◆ YOUR INSTRUCTIONS: Without the pictures, reproduce the records that follow exactly.

>>

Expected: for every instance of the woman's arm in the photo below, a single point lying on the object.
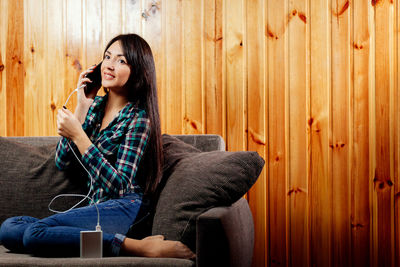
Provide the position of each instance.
(63, 155)
(116, 180)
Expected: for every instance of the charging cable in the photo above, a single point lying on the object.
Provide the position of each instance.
(98, 228)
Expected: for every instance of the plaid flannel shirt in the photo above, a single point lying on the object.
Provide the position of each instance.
(113, 157)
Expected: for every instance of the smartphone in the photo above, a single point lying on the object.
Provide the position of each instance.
(95, 77)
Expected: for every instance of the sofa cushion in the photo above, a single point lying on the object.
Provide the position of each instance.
(29, 180)
(197, 181)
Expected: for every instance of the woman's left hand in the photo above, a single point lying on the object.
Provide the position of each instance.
(68, 125)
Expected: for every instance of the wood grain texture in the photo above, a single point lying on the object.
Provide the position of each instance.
(236, 79)
(321, 205)
(299, 141)
(312, 86)
(360, 161)
(339, 144)
(15, 105)
(277, 131)
(383, 179)
(256, 126)
(3, 69)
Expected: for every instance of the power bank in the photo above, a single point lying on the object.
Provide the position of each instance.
(91, 244)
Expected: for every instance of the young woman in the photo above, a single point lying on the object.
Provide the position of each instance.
(113, 135)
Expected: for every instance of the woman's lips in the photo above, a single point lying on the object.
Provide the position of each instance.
(108, 76)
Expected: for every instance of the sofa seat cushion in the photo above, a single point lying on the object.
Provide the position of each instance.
(197, 181)
(29, 180)
(13, 259)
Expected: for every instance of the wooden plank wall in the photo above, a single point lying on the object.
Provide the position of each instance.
(312, 86)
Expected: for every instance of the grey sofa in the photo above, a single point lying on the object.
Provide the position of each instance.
(224, 234)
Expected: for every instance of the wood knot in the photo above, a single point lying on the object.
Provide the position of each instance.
(356, 225)
(295, 191)
(303, 17)
(77, 65)
(357, 46)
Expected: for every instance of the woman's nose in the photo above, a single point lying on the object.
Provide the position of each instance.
(110, 66)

<<

◆ WRITTEN ANSWER:
Expected: for every instance of the woman's arm in the photo below, a single point lying on the object.
Provide the position of each instance.
(63, 155)
(116, 180)
Expected: for every instance of the charging cable in the photo above, a single point lying on the object.
Provide the position of each instance.
(98, 228)
Expected: for every instance of the plaid flannel shirt in the photo above, a single point lying on the object.
Provide the position of each instance.
(113, 157)
Expected: for every instance of the smartphone in the photo above, a single point lying on the object.
Provide the position of each instance.
(95, 77)
Expected: for every instance of the sofa cushion in the photo above, a single point lying on the object.
Provide the position of each instance.
(29, 180)
(197, 181)
Expected: for every instance of the woman's left hand in the photo above, a single point lying on the object.
Provide the position of each instance.
(68, 125)
Expected: for every instance of the wood grain texture in the photo above, a single point lying on the object.
Provide the position of each instance.
(236, 79)
(321, 205)
(299, 141)
(312, 86)
(360, 161)
(339, 144)
(15, 105)
(277, 131)
(383, 179)
(256, 126)
(3, 69)
Expected: for every instance of the power bank in the photo above, a single point lying on the object.
Provide the position of each instance.
(91, 244)
Expected: for every instance of the young woman in the photo above, a single point lying on the object.
Provide the position of each instance.
(113, 135)
Expected: for every instance of the woman's lips in the photo above, a single point lying on the object.
Provide the position of each instance.
(108, 76)
Expected: for every instance of the sofa seat cushion in the photo above, a single point lying on the object.
Provide the position of each instance.
(197, 181)
(29, 180)
(13, 259)
Expected: for every instance of the wooden plank wall in the photo above, a single point lying on the object.
Provide the position of each instance.
(312, 86)
Expected: for every instance of the grey sofa in the photo above, a single point lying on the object.
Provide the position of each instance.
(224, 234)
Expected: for every instance of the wood knot in the photo above, a single point lying on the object.
Provide the position of each instance.
(356, 225)
(295, 191)
(303, 17)
(77, 65)
(357, 46)
Expected: for every instance of the woman's nose in the photo above, a single point lying on the object.
Provide the position of each instance.
(110, 66)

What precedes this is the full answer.